_What is expected_:
Without including any pictures, write out the listing below exactly.

_Task input_:

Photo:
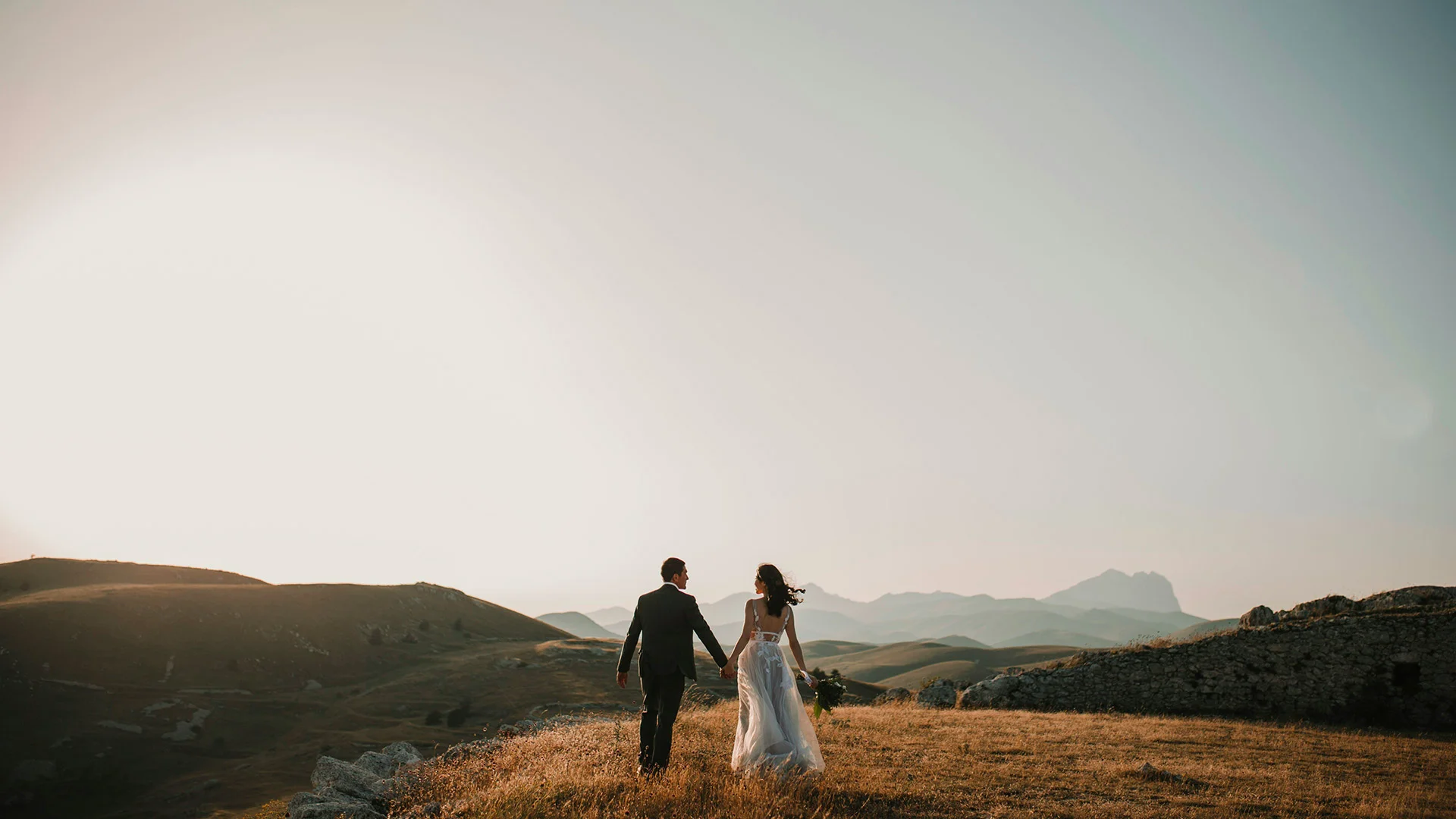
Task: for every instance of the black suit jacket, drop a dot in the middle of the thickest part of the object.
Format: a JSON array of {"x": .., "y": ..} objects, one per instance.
[{"x": 666, "y": 620}]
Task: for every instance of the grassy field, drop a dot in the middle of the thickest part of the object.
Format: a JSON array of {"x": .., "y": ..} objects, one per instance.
[
  {"x": 903, "y": 761},
  {"x": 910, "y": 664}
]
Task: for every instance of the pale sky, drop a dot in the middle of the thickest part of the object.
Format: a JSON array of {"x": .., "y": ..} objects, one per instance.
[{"x": 983, "y": 297}]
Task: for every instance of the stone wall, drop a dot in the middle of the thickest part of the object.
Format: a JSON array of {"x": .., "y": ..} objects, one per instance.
[{"x": 1375, "y": 667}]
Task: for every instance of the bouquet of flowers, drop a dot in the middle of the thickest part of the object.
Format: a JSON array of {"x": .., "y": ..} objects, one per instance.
[{"x": 829, "y": 692}]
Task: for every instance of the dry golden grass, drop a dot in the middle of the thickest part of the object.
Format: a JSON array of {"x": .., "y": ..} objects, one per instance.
[{"x": 903, "y": 761}]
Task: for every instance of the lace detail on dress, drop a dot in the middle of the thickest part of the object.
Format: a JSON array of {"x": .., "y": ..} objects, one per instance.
[{"x": 775, "y": 733}]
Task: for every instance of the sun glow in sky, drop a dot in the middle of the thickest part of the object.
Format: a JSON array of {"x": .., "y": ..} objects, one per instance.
[{"x": 523, "y": 299}]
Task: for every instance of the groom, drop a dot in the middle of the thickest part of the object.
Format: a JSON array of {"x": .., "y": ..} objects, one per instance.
[{"x": 666, "y": 620}]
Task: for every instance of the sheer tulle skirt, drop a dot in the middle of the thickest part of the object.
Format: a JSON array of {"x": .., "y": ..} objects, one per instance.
[{"x": 775, "y": 733}]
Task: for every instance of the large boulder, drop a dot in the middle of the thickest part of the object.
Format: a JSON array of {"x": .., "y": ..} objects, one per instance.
[
  {"x": 378, "y": 764},
  {"x": 1324, "y": 607},
  {"x": 344, "y": 777},
  {"x": 1257, "y": 617},
  {"x": 940, "y": 694},
  {"x": 331, "y": 806},
  {"x": 1410, "y": 596}
]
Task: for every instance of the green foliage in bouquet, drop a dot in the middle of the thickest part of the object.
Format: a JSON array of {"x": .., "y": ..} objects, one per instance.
[{"x": 829, "y": 692}]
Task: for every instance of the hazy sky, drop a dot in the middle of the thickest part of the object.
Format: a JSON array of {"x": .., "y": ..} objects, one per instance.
[{"x": 525, "y": 297}]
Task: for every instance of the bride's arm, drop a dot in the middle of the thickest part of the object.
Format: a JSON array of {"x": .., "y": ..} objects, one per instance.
[
  {"x": 743, "y": 639},
  {"x": 799, "y": 653}
]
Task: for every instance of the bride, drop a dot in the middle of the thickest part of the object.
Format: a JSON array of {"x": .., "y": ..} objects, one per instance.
[{"x": 774, "y": 729}]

_Result of the task_:
Photo:
Task: for every instance of the black suit jacket, drop a dot in the middle of the thickest part of the object.
Format: a JSON array of {"x": .., "y": ..} objects, one per instance.
[{"x": 666, "y": 620}]
Task: for every instance of the grassy field, drop a dot in the middle of the thickest part of the object.
Format: a JSON array of {"x": .., "y": ..} objects, one per instance.
[
  {"x": 903, "y": 761},
  {"x": 910, "y": 664}
]
Task: for every instance of the pale sky, drop a dot in the middle of the thickest part of the object.
Format: a JSON array of {"x": .., "y": ..} objects, one per instance.
[{"x": 983, "y": 297}]
Task: for every instance of the stone wall, drop a dot in the middle of the thickest part of the object.
Format: a JSON array of {"x": .., "y": ..} objects, one per instance.
[{"x": 1375, "y": 667}]
Task: for every instance of the bouquet of flowers, drop a dot in the middle of the thickest part of the object.
Format: a JSON array of {"x": .., "y": ..} objects, one per instance.
[{"x": 829, "y": 692}]
Task: for every instance of the dry golden grass, drop a dot in the middle of the thickest part of the object.
Format: a JSON array of {"x": .., "y": ..} objects, one per instance.
[{"x": 903, "y": 761}]
Task: for every instance of the lace detail on dress, drop a dot in the middle of the thickest part of the object.
Format: a JSON array of {"x": .., "y": ..} objects, one per instance.
[{"x": 775, "y": 733}]
Task: for every instance of the sun glow in sky, drop a dot in the middle of the thickest part of the object.
Format: a JSON array of {"x": .., "y": ..} objects, one per instance.
[{"x": 523, "y": 299}]
Task: for every instance of the groom, drop a dot in the middle of the thickest part of the object.
Format: a JSON array of {"x": .., "y": ..} objects, one per instance.
[{"x": 666, "y": 620}]
Task: for every instance of the sheer tulle skirt, drop a dot in the middle of the thickest part of the object.
Format: a JSON array of {"x": .., "y": ..} objects, one per instance.
[{"x": 775, "y": 733}]
Task: for every instance of the large boulder, drop a dot in the middle of the thickest part of the object.
Format: a JSON array of {"x": .., "y": ..} objects, one per instance.
[
  {"x": 378, "y": 764},
  {"x": 1324, "y": 607},
  {"x": 344, "y": 777},
  {"x": 1257, "y": 617},
  {"x": 940, "y": 694},
  {"x": 331, "y": 806},
  {"x": 1410, "y": 596}
]
Task: for every instance of the green foliage in bouquet, drop a dot in the middle of the thickest part of the object.
Format: a JSON array of {"x": .., "y": ..} objects, one per instance.
[{"x": 829, "y": 692}]
Task: for every instance of the hazy sky, drop a dot in the middle of the thickest part of the object.
Format: a JSON array of {"x": .., "y": ..} objects, one per instance.
[{"x": 525, "y": 297}]
Task: for every instance of the bride's arm, drop a dot in the middle of the thickest part of the object.
Format: a JSON array of {"x": .., "y": ..} objects, one per instance.
[
  {"x": 743, "y": 639},
  {"x": 799, "y": 653}
]
Task: for every instance of the bride, drop a dot in the middle of the thickest part of the object.
Format: a JSON array of {"x": .., "y": ..} objects, one per instance.
[{"x": 774, "y": 729}]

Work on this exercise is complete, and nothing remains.